■ **GOAL OF THE EXERCISE**
Wherever a line in the records contains the word "walking", return that line.

= = = = =

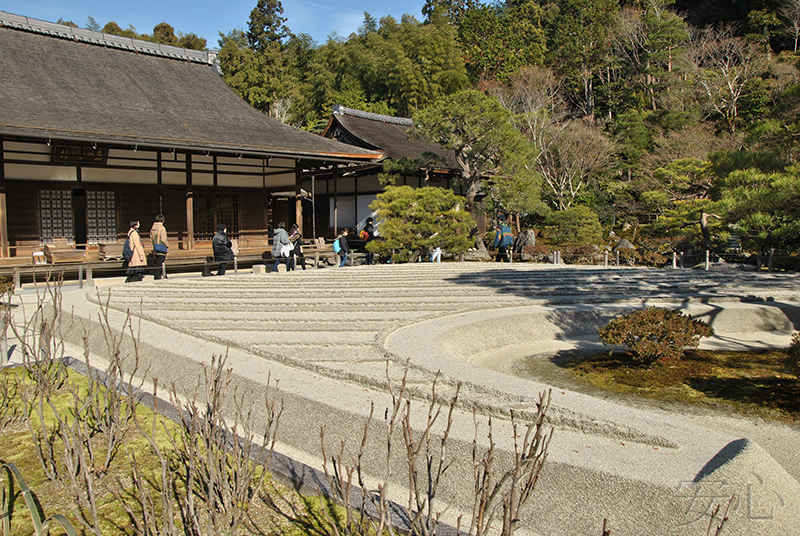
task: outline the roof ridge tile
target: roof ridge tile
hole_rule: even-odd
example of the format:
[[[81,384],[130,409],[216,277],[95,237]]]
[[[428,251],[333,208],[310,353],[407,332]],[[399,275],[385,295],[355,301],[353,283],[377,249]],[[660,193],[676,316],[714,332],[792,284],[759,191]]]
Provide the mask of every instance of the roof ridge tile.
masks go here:
[[[71,39],[90,45],[110,46],[141,52],[152,56],[162,56],[194,63],[205,63],[208,65],[215,65],[216,63],[216,54],[211,54],[207,50],[191,50],[172,45],[153,43],[151,41],[143,41],[141,39],[131,39],[130,37],[95,32],[85,28],[73,28],[72,26],[66,26],[64,24],[32,19],[5,11],[0,11],[0,27],[2,26],[26,32],[60,37],[62,39]]]

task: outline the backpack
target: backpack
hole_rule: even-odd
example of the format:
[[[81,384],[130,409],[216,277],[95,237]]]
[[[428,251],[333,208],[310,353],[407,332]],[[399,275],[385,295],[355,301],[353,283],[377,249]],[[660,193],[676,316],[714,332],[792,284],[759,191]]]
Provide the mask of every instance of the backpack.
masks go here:
[[[339,253],[340,251],[342,251],[342,246],[339,245],[339,239],[337,238],[333,241],[333,252]]]
[[[358,233],[358,237],[362,241],[366,242],[367,240],[369,240],[369,233],[365,229],[361,229],[361,232]]]
[[[131,249],[131,237],[130,235],[125,240],[125,245],[122,246],[122,258],[126,261],[129,261],[133,258],[133,250]]]

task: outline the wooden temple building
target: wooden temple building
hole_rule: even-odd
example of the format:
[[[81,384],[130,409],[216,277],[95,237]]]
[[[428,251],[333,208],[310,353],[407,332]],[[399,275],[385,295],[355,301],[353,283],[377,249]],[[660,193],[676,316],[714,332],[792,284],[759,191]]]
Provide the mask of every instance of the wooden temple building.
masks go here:
[[[439,186],[463,195],[463,189],[457,181],[460,170],[453,152],[409,137],[408,131],[413,126],[414,122],[405,117],[364,112],[337,105],[334,106],[322,135],[353,147],[378,151],[385,158],[413,161],[413,170],[401,176],[397,186]],[[360,227],[371,214],[370,203],[383,191],[383,185],[378,180],[382,164],[372,162],[351,166],[346,170],[337,168],[335,171],[338,180],[325,180],[322,188],[315,188],[318,200],[320,194],[327,197],[328,206],[324,208],[330,216],[328,224],[339,228]],[[323,174],[322,177],[330,179],[331,175]],[[308,181],[304,181],[303,188],[309,187]]]
[[[347,170],[374,169],[382,150],[265,116],[225,84],[210,52],[0,12],[0,73],[8,260],[46,244],[118,243],[130,220],[146,236],[159,213],[172,249],[208,244],[218,223],[245,244],[266,244],[278,221],[324,236],[328,198],[360,207],[380,190]]]

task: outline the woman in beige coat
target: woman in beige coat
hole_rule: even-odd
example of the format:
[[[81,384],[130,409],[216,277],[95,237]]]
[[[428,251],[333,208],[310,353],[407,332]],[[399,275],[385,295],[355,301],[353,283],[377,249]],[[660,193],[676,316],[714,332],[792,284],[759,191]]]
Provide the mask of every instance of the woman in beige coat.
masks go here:
[[[128,229],[128,242],[133,251],[131,260],[128,261],[128,270],[125,275],[126,283],[132,281],[141,281],[144,278],[144,270],[147,268],[147,256],[144,253],[144,246],[142,246],[142,239],[139,237],[139,222],[131,220],[131,227]]]

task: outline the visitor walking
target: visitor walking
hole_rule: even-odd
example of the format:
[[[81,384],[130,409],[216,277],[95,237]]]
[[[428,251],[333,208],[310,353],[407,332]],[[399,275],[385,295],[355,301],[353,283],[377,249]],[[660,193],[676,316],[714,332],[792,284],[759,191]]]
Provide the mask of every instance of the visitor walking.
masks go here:
[[[347,243],[347,235],[349,231],[347,229],[342,229],[342,234],[338,236],[339,240],[339,255],[342,257],[342,261],[339,263],[339,268],[344,266],[347,262],[347,254],[350,253],[350,244]]]
[[[131,249],[131,258],[128,260],[128,269],[125,270],[126,283],[133,283],[144,279],[144,271],[147,267],[147,257],[144,254],[142,238],[139,236],[139,221],[131,220],[128,229],[128,247]]]
[[[361,230],[361,239],[364,241],[364,251],[367,252],[367,260],[365,262],[367,264],[372,264],[372,259],[375,254],[367,249],[367,244],[375,240],[375,228],[372,226],[372,218],[367,218],[367,222]]]
[[[211,239],[211,246],[214,248],[214,262],[219,263],[217,275],[225,275],[228,262],[233,260],[233,245],[228,239],[228,228],[224,223],[217,224],[217,234]]]
[[[278,271],[278,265],[281,263],[282,258],[286,259],[286,271],[288,272],[291,269],[289,268],[289,257],[292,254],[291,245],[292,241],[289,240],[289,235],[286,233],[286,224],[279,222],[272,232],[272,256],[275,257],[275,264],[272,266],[273,272]]]
[[[494,234],[494,247],[497,249],[497,256],[494,258],[495,262],[510,262],[508,248],[513,249],[513,246],[514,235],[511,234],[511,227],[506,224],[505,216],[500,216],[497,232]]]
[[[167,229],[164,227],[164,215],[159,214],[150,227],[150,240],[153,242],[153,255],[156,259],[155,270],[153,277],[158,280],[161,279],[163,272],[164,261],[167,259],[167,251],[169,251],[169,240],[167,239]],[[164,274],[164,279],[167,274]]]
[[[303,255],[303,235],[300,233],[300,226],[296,223],[292,224],[289,240],[292,242],[292,268],[297,270],[297,259],[300,259],[300,266],[305,270],[306,258]]]

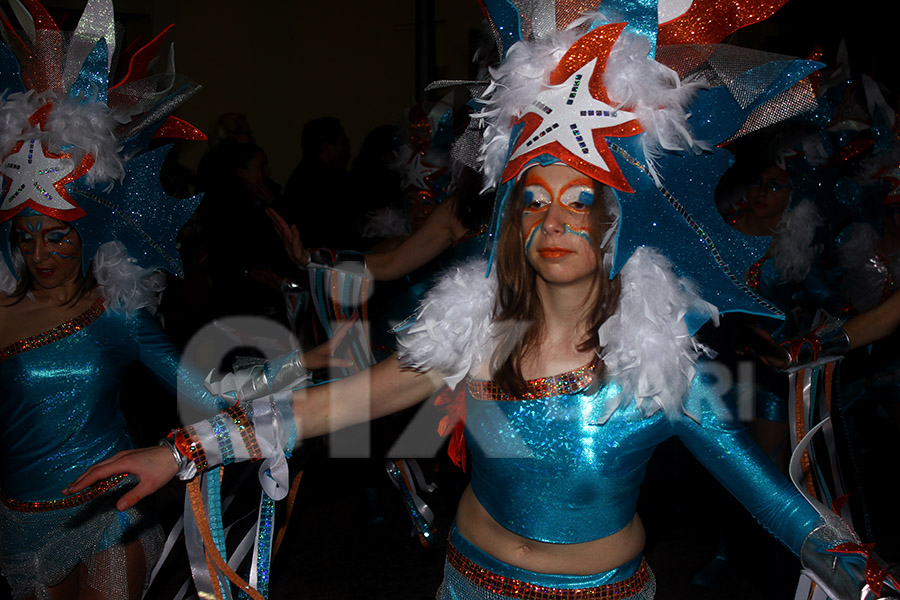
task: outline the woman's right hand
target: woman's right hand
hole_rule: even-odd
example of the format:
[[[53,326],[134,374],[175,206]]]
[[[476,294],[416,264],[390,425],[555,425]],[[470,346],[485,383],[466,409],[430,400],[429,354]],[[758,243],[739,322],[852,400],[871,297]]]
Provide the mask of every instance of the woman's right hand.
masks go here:
[[[116,502],[119,511],[131,508],[166,485],[178,473],[178,465],[172,451],[165,446],[124,450],[82,473],[63,490],[63,494],[76,494],[98,481],[121,473],[136,475],[138,484]]]
[[[300,239],[300,231],[297,229],[297,226],[288,225],[284,217],[279,215],[272,207],[266,208],[266,215],[272,221],[272,225],[275,226],[275,232],[281,238],[281,245],[284,246],[284,251],[287,252],[287,255],[298,267],[305,269],[306,265],[309,264],[310,255],[303,245],[303,240]]]

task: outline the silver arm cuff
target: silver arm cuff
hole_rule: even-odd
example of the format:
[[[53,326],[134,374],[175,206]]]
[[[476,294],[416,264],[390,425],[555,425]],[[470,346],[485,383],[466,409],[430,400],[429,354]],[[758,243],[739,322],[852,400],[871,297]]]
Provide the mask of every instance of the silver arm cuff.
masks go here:
[[[866,585],[865,566],[828,552],[844,542],[859,543],[859,538],[837,515],[829,515],[803,541],[800,564],[833,600],[860,600]]]
[[[197,466],[194,464],[194,461],[179,452],[172,440],[163,438],[159,440],[159,445],[168,448],[175,458],[175,464],[178,465],[178,473],[176,473],[178,479],[188,481],[197,475]]]
[[[850,352],[850,336],[843,321],[834,320],[802,338],[785,342],[781,347],[791,361],[784,370],[795,371],[820,361],[840,358]]]
[[[307,374],[300,362],[300,352],[295,350],[285,357],[266,361],[235,373],[235,381],[241,381],[237,390],[238,401],[246,402],[267,394],[287,389]]]

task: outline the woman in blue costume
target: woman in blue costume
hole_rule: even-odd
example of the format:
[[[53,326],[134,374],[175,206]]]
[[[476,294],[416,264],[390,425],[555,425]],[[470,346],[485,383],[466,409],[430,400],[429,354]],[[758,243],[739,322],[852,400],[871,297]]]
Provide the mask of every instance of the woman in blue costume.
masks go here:
[[[679,195],[673,163],[659,155],[650,161],[642,148],[688,154],[696,143],[686,106],[710,97],[680,86],[623,21],[593,15],[583,27],[556,32],[559,21],[545,8],[521,19],[534,41],[512,45],[492,73],[493,92],[513,96],[492,95],[487,105],[495,110],[485,172],[500,183],[502,222],[492,236],[490,277],[484,262],[448,271],[401,338],[399,357],[332,384],[244,403],[238,419],[176,430],[169,449],[120,454],[69,492],[123,470],[138,473],[138,488],[118,503],[125,509],[176,474],[191,478],[236,457],[271,457],[294,434],[323,435],[390,414],[465,379],[472,483],[450,533],[440,598],[652,598],[635,505],[650,454],[672,436],[835,598],[860,598],[864,586],[880,593],[881,581],[865,580],[861,562],[829,552],[855,552],[853,532],[794,490],[735,422],[714,382],[696,374],[702,349],[689,322],[714,317],[715,307],[660,249],[638,241],[673,242],[695,259],[688,263],[703,260],[695,253],[708,248],[702,240],[651,237],[634,227],[643,217],[651,233],[698,225],[696,214],[669,218],[667,202],[687,210],[681,202],[692,201]],[[632,87],[631,94],[616,85],[618,76],[654,89]],[[661,108],[671,110],[663,115]],[[647,146],[636,137],[641,131]],[[610,153],[613,138],[619,158],[630,161]],[[725,163],[707,167],[721,173]],[[662,174],[671,177],[668,187]],[[712,206],[712,187],[693,191]],[[654,198],[664,210],[653,208]],[[638,215],[630,212],[634,202],[641,203]],[[727,230],[714,212],[703,217],[693,230],[698,237]],[[732,307],[756,302],[719,292],[712,295]],[[223,427],[228,436],[214,433]]]
[[[25,269],[16,290],[0,296],[3,575],[16,598],[139,598],[162,537],[147,507],[112,510],[133,479],[108,479],[69,498],[61,490],[85,465],[131,447],[119,407],[128,365],[144,364],[169,393],[207,410],[224,403],[182,372],[177,350],[139,307],[150,299],[117,306],[109,286],[97,285],[110,263],[127,263],[121,245],[95,256],[106,271],[82,275],[71,224],[20,213],[12,231]],[[131,275],[146,293],[159,291],[142,281],[151,273]]]
[[[147,72],[162,35],[123,56],[128,73],[110,85],[108,1],[89,1],[66,33],[25,5],[27,26],[3,19],[0,44],[0,569],[17,599],[139,598],[162,537],[147,507],[115,510],[135,479],[62,489],[132,446],[129,365],[202,412],[228,405],[179,366],[151,314],[161,271],[181,274],[175,235],[199,199],[163,192],[168,148],[149,144],[202,139],[169,117],[197,86]]]
[[[160,270],[180,272],[175,234],[197,203],[162,191],[165,149],[148,146],[198,137],[167,120],[197,88],[149,75],[162,37],[124,57],[131,69],[112,85],[108,2],[89,2],[65,34],[37,2],[14,12],[27,26],[4,19],[0,45],[0,566],[15,598],[139,598],[162,538],[147,507],[114,510],[134,478],[62,488],[131,447],[128,365],[206,411],[226,406],[186,376],[148,312]]]

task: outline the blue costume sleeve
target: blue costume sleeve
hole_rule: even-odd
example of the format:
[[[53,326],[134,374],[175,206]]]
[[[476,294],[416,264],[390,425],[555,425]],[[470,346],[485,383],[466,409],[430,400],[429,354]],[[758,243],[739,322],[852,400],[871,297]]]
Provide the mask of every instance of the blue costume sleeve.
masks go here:
[[[685,402],[689,414],[673,418],[676,434],[767,530],[799,555],[821,517],[750,438],[709,378],[694,379]]]
[[[159,322],[146,310],[128,317],[129,328],[137,343],[137,359],[173,396],[180,393],[191,406],[212,415],[228,406],[203,386],[203,377],[181,365],[181,354]]]

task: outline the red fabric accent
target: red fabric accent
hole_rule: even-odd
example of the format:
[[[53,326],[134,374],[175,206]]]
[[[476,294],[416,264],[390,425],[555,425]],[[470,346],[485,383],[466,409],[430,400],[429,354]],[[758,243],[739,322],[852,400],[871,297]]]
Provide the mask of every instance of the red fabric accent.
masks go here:
[[[435,396],[434,405],[444,407],[444,417],[438,423],[438,435],[450,434],[447,456],[457,467],[466,470],[466,391],[459,387],[449,388]]]
[[[872,549],[875,544],[856,544],[847,542],[838,544],[834,548],[828,550],[832,554],[855,554],[863,556],[866,559],[866,583],[877,598],[881,597],[881,589],[884,587],[885,581],[895,590],[900,590],[897,580],[894,579],[881,564],[872,557]]]
[[[841,516],[841,511],[844,510],[844,505],[847,504],[849,499],[850,494],[844,494],[840,498],[835,498],[834,502],[831,503],[831,510],[834,511],[834,514]]]
[[[37,2],[37,0],[22,0],[22,4],[24,4],[25,8],[28,9],[28,12],[31,13],[31,18],[34,19],[35,29],[59,31],[59,25],[56,24],[56,21],[53,20],[53,17],[50,16],[50,13],[47,12],[47,9],[45,9],[40,2]]]
[[[159,47],[162,45],[163,40],[166,35],[169,33],[169,30],[172,29],[174,25],[169,25],[165,29],[162,30],[158,36],[150,40],[150,43],[138,50],[134,53],[134,56],[131,57],[131,60],[128,63],[128,73],[125,74],[125,77],[117,83],[116,85],[109,88],[110,90],[114,90],[120,85],[124,85],[131,81],[136,81],[138,79],[143,79],[147,76],[147,69],[150,67],[150,61],[156,56],[156,53],[159,52]]]
[[[768,19],[787,0],[694,0],[691,7],[671,21],[659,24],[657,43],[718,44],[742,27]]]
[[[206,141],[206,134],[178,117],[169,117],[166,119],[156,133],[153,139],[159,138],[178,138],[181,140],[193,140],[195,142]]]

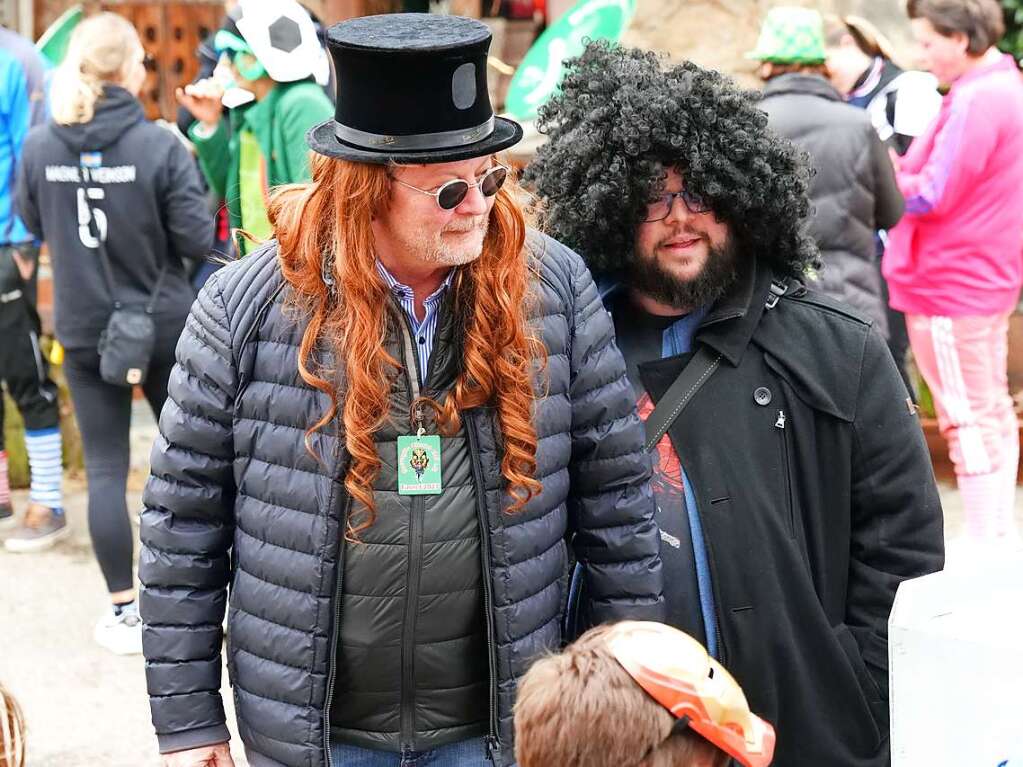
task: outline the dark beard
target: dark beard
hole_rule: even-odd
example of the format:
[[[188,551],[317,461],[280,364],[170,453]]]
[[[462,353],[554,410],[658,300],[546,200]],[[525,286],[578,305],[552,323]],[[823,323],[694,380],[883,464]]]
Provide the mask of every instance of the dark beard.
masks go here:
[[[710,306],[732,287],[739,276],[739,253],[728,237],[720,248],[710,248],[707,263],[692,280],[683,281],[661,268],[656,259],[635,255],[629,271],[629,286],[662,304],[682,311]]]

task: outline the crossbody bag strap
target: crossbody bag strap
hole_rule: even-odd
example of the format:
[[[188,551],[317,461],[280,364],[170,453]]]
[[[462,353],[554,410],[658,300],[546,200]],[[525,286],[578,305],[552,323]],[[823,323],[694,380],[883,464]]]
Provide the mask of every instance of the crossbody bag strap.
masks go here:
[[[701,346],[689,363],[679,373],[675,382],[668,387],[657,407],[646,419],[646,449],[653,450],[661,437],[675,423],[693,395],[700,390],[721,364],[721,355]]]
[[[89,227],[89,234],[91,234],[93,239],[96,240],[96,251],[99,253],[99,260],[103,266],[103,278],[106,280],[107,292],[110,293],[110,301],[114,305],[114,310],[116,311],[121,308],[121,302],[117,300],[116,291],[114,290],[114,269],[110,264],[110,255],[107,253],[106,241],[101,236],[99,226],[96,224],[96,214],[93,212],[92,203],[89,202],[89,191],[86,189],[85,183],[80,182],[78,189],[82,195],[82,201],[85,205],[85,209],[89,213],[89,220],[86,221],[86,226]],[[165,261],[163,266],[160,267],[160,274],[156,278],[156,284],[153,286],[149,303],[146,304],[146,314],[152,314],[156,309],[156,302],[160,297],[160,288],[163,286],[163,279],[166,276],[167,263]]]
[[[85,177],[84,173],[81,176]],[[89,227],[89,234],[96,240],[96,252],[99,254],[100,265],[103,267],[103,279],[107,283],[107,292],[110,294],[110,303],[113,304],[114,309],[121,308],[121,302],[117,300],[116,291],[114,290],[114,270],[110,266],[110,256],[107,255],[106,243],[103,241],[102,233],[99,231],[99,226],[96,224],[96,215],[92,210],[92,203],[89,202],[89,190],[85,186],[84,181],[80,181],[78,184],[78,193],[81,195],[82,204],[85,206],[86,212],[89,214],[88,221],[85,225]]]
[[[160,297],[160,287],[163,285],[163,278],[167,276],[167,262],[164,261],[163,266],[160,267],[160,276],[156,278],[156,284],[153,286],[153,294],[149,298],[149,303],[146,304],[146,314],[152,314],[156,309],[156,300]]]
[[[779,299],[789,292],[789,283],[781,280],[773,280],[771,289],[767,296],[764,309],[770,311],[778,305]],[[714,371],[721,364],[721,355],[715,354],[706,346],[697,349],[692,359],[689,360],[682,372],[679,373],[675,382],[668,387],[668,391],[661,397],[657,407],[646,419],[646,449],[653,450],[661,437],[668,433],[668,429],[675,423],[675,419],[681,415],[686,405],[693,398],[693,395],[700,390],[700,387],[707,383],[707,380],[714,375]]]

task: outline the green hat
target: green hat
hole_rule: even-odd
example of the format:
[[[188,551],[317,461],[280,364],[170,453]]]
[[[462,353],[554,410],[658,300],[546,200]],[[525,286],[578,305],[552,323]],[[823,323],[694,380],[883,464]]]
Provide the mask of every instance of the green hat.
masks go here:
[[[772,8],[756,50],[746,58],[776,64],[822,64],[824,54],[824,21],[811,8]]]

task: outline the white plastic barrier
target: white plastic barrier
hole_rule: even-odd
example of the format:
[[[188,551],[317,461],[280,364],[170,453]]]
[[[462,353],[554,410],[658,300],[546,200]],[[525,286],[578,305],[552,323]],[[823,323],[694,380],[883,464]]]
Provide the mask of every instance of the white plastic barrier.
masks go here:
[[[888,631],[892,767],[1023,767],[1023,559],[905,581]]]

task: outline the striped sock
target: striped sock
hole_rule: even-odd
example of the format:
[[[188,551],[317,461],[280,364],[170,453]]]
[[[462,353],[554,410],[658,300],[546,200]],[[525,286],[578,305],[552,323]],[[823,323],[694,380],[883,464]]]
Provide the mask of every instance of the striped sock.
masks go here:
[[[36,429],[25,431],[25,448],[28,450],[28,464],[32,470],[32,503],[49,509],[61,509],[62,471],[60,429]]]
[[[0,428],[3,428],[0,426]],[[11,485],[7,480],[7,451],[0,450],[0,506],[11,502]]]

= = = = =

■ **OUTPUT BELOW**
task: outline the visitor walking
target: visitor walking
Provide the mask of every instance of the visitor walking.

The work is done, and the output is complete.